> _What the task requires_
Put every line of the items below into a JSON list of strings, with one string per line and blank lines omitted.

> _Shape boundary entries_
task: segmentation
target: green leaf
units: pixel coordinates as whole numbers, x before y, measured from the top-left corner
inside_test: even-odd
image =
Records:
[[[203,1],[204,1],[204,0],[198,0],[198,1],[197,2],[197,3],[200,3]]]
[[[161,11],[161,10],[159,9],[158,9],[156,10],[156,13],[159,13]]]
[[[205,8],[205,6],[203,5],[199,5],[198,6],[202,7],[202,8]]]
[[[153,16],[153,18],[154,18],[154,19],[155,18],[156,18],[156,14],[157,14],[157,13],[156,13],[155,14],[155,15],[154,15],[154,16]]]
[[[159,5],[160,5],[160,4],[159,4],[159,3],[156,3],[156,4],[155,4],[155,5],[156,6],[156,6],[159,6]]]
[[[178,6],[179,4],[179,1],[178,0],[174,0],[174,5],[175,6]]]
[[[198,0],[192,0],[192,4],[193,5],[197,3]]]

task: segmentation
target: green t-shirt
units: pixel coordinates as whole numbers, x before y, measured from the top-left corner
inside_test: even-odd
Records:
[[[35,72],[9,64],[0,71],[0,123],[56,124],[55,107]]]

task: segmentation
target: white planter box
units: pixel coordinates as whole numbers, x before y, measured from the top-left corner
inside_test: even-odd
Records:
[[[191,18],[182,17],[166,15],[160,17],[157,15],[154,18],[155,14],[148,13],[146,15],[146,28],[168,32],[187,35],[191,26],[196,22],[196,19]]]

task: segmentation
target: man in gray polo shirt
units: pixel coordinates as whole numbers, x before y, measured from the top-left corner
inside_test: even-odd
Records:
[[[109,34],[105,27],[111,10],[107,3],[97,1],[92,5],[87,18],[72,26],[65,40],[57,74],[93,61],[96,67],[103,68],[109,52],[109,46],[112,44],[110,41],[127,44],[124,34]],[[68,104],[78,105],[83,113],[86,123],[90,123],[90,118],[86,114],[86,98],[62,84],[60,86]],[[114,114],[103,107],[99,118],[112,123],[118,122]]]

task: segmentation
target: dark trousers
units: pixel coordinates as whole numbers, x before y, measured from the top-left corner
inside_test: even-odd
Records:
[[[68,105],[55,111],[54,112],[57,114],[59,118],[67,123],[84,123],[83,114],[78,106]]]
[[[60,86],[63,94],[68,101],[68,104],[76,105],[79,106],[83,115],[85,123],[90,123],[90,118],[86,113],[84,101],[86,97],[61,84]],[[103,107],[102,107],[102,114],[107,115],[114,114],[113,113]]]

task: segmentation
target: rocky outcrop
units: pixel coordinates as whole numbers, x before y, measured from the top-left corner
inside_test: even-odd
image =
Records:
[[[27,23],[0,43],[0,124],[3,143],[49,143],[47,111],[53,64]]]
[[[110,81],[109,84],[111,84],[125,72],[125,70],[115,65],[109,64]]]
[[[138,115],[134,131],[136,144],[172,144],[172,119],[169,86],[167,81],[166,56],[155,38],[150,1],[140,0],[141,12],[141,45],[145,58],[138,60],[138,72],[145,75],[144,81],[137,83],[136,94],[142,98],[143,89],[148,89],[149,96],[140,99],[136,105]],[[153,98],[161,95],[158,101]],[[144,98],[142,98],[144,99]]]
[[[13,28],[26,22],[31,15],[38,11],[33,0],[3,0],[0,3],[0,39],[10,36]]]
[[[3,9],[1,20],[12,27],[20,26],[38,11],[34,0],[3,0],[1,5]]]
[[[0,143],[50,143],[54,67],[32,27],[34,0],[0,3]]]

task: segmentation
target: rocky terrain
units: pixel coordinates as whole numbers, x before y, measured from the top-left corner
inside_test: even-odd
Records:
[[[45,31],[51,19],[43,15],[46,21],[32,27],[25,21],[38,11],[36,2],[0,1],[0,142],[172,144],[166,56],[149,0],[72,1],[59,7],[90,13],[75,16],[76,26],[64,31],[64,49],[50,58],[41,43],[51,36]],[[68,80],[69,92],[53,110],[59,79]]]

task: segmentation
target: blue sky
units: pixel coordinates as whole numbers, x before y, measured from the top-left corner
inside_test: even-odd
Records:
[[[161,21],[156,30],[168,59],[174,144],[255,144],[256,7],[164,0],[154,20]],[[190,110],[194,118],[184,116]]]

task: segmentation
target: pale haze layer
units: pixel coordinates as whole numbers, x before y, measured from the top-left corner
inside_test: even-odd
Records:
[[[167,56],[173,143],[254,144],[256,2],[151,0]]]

> _Exercise solution_
[
  "task: segmentation",
  "target: green leaf",
  "units: pixel coordinates as whole numbers, x before y, measured from the top-left corner",
  "inside_test: even-odd",
  "image =",
  "Records:",
  "[[[203,1],[204,1],[204,0],[198,0],[198,1],[197,2],[197,3],[200,3]]]",
  "[[[161,11],[161,10],[159,9],[158,9],[156,10],[156,13],[159,13]]]",
  "[[[205,8],[205,6],[203,5],[199,5],[198,6],[202,7],[202,8]]]",
  "[[[153,16],[153,18],[154,18],[154,19],[155,18],[156,18],[156,14],[157,14],[157,13],[156,13],[155,14],[155,15],[154,15],[154,16]]]",
  "[[[159,5],[160,5],[160,4],[159,4],[159,3],[156,3],[156,4],[155,4],[155,5],[156,6],[156,6],[159,6]]]",
  "[[[178,6],[179,4],[179,1],[178,0],[174,0],[174,5],[175,6]]]",
  "[[[198,0],[192,0],[192,4],[193,5],[197,3]]]",
  "task: segmentation",
  "target: green t-shirt",
  "units: pixel coordinates as whole numbers, x before y, measured from the top-left corner",
  "inside_test: even-odd",
  "Records:",
  "[[[35,72],[9,64],[0,71],[0,123],[56,124],[55,107]]]",
  "task: segmentation",
  "target: white planter box",
  "units: pixel coordinates as whole numbers, x before y, measured from the top-left corner",
  "inside_test: even-odd",
  "Records:",
  "[[[191,18],[182,17],[166,15],[160,17],[157,15],[154,18],[155,14],[148,13],[146,15],[146,28],[168,32],[187,35],[191,26],[196,22],[196,19]]]",
  "task: segmentation",
  "target: man in gray polo shirt",
  "units: pixel coordinates as whole numbers, x before y, measured from the top-left corner",
  "inside_test: even-odd",
  "Records:",
  "[[[109,34],[105,27],[111,10],[107,3],[97,1],[92,5],[87,18],[72,26],[65,40],[57,74],[93,61],[96,67],[103,68],[109,52],[109,46],[112,44],[110,41],[127,44],[124,34]],[[68,104],[78,105],[83,113],[86,123],[90,123],[90,118],[86,114],[86,98],[62,84],[60,86]],[[114,114],[103,107],[99,118],[112,123],[118,122]]]",
  "task: segmentation",
  "target: dark trousers",
  "units: pixel coordinates as whole numbers, x before y, measured from the top-left corner",
  "inside_test: even-odd",
  "Records:",
  "[[[68,105],[55,111],[54,112],[57,114],[59,118],[67,123],[84,123],[83,114],[78,106]]]",
  "[[[60,86],[63,94],[68,101],[68,104],[76,105],[79,106],[83,115],[85,123],[90,123],[90,118],[86,113],[84,101],[86,97],[61,84]],[[103,107],[102,107],[102,114],[107,115],[114,114],[113,113]]]",
  "task: segmentation",
  "target: rocky outcrop",
  "units: pixel coordinates as whole numbers, x before y, measured from the top-left corner",
  "inside_test: even-odd",
  "image =",
  "Records:",
  "[[[27,23],[0,43],[0,124],[3,143],[49,143],[47,111],[53,64]]]",
  "[[[110,81],[109,84],[111,84],[125,72],[125,70],[115,65],[109,64]]]",
  "[[[138,115],[134,131],[136,144],[172,144],[172,119],[169,86],[167,81],[166,56],[155,38],[150,1],[140,0],[141,12],[141,45],[145,58],[138,60],[138,72],[145,75],[144,81],[137,83],[136,94],[142,98],[143,89],[148,89],[149,96],[140,99],[136,105]],[[153,98],[161,95],[158,101]],[[144,98],[142,98],[144,99]]]",
  "[[[13,28],[26,22],[31,15],[38,11],[33,0],[3,0],[0,3],[0,39],[10,36]]]",
  "[[[3,9],[1,20],[12,27],[20,26],[38,11],[34,0],[3,0],[1,5]]]",
  "[[[0,143],[50,143],[54,67],[32,27],[34,0],[0,3]]]",
  "task: segmentation",
  "target: rocky terrain",
  "units: pixel coordinates as whole numbers, x before y, measured from the top-left corner",
  "inside_test: even-odd",
  "Records:",
  "[[[45,31],[51,19],[43,15],[46,21],[32,27],[25,21],[38,11],[36,2],[0,1],[0,142],[172,144],[166,56],[149,0],[72,1],[59,7],[90,13],[75,16],[76,26],[64,31],[64,49],[50,58],[41,43],[51,36]],[[68,80],[69,92],[53,110],[59,79]]]",
  "task: segmentation",
  "target: blue sky",
  "units: pixel coordinates as whole numbers, x before y, measured from the top-left corner",
  "inside_test: even-odd",
  "Records:",
  "[[[161,21],[156,30],[168,59],[174,144],[255,144],[256,7],[164,0],[154,20]],[[190,110],[194,118],[184,116]]]",
  "task: segmentation",
  "target: pale haze layer",
  "units: pixel coordinates as whole numbers, x before y, measured from the top-left corner",
  "inside_test: even-odd",
  "Records:",
  "[[[167,56],[173,143],[254,144],[256,2],[151,0]]]"
]